- EXERCISE AIM:
Reproduce the records from the line containing "Could you identify the hollywood" through the end of the records, replacing "palm frond" with "palm leaf" and leaving everything else unchanged.
---- SUPPLIED INFORMATION
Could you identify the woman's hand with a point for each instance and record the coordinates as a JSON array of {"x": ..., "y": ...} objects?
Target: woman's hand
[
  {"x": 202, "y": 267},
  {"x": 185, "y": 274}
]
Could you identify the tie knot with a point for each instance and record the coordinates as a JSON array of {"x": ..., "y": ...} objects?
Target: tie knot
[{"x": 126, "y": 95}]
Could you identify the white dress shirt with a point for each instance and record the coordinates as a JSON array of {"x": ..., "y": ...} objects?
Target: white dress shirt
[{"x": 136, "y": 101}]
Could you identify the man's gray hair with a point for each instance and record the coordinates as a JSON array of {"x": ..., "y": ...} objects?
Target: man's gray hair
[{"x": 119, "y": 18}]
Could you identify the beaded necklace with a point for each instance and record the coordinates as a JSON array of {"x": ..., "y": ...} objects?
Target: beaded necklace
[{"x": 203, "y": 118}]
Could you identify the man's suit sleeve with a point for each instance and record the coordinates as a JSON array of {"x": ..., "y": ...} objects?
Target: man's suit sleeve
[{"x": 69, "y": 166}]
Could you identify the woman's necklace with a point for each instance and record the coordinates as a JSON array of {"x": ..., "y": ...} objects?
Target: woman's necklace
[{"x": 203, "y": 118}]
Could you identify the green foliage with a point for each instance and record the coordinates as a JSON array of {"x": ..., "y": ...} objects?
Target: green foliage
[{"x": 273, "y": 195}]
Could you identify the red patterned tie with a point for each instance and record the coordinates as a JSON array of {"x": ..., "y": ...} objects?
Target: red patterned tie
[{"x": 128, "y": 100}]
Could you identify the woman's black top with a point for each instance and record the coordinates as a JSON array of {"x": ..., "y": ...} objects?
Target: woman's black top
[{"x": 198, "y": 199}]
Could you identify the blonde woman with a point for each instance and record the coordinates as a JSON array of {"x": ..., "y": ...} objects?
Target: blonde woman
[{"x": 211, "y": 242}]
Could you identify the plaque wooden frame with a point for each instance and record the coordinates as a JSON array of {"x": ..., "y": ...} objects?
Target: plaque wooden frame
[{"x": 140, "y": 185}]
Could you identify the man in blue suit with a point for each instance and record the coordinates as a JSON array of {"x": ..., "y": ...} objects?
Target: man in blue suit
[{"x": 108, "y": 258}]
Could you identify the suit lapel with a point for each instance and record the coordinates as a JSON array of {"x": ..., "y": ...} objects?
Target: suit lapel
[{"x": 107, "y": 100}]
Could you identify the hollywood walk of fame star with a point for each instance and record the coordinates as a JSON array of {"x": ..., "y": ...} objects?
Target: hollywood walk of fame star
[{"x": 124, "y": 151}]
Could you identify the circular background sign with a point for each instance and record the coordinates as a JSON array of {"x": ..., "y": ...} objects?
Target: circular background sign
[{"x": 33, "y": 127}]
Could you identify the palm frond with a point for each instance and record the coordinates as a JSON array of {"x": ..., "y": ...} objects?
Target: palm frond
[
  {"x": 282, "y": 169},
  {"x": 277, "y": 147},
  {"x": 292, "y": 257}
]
--------
- OUTPUT OF THE EXERCISE:
Could you identify the hollywood walk of fame star with a point for each instance and record the coordinates as a JSON array of {"x": ..., "y": ...} objects?
Target: hollywood walk of fame star
[{"x": 124, "y": 151}]
Could you identify the circular background sign with a point for each instance and record the coordinates as a JSON array of {"x": ..., "y": ...} objects?
Target: circular background sign
[{"x": 33, "y": 127}]
Could you identify the palm leaf with a point for each instance and record the coordinates as a JSON array of {"x": ..., "y": ...} objects?
Target: palm leaf
[
  {"x": 282, "y": 169},
  {"x": 277, "y": 147},
  {"x": 292, "y": 257}
]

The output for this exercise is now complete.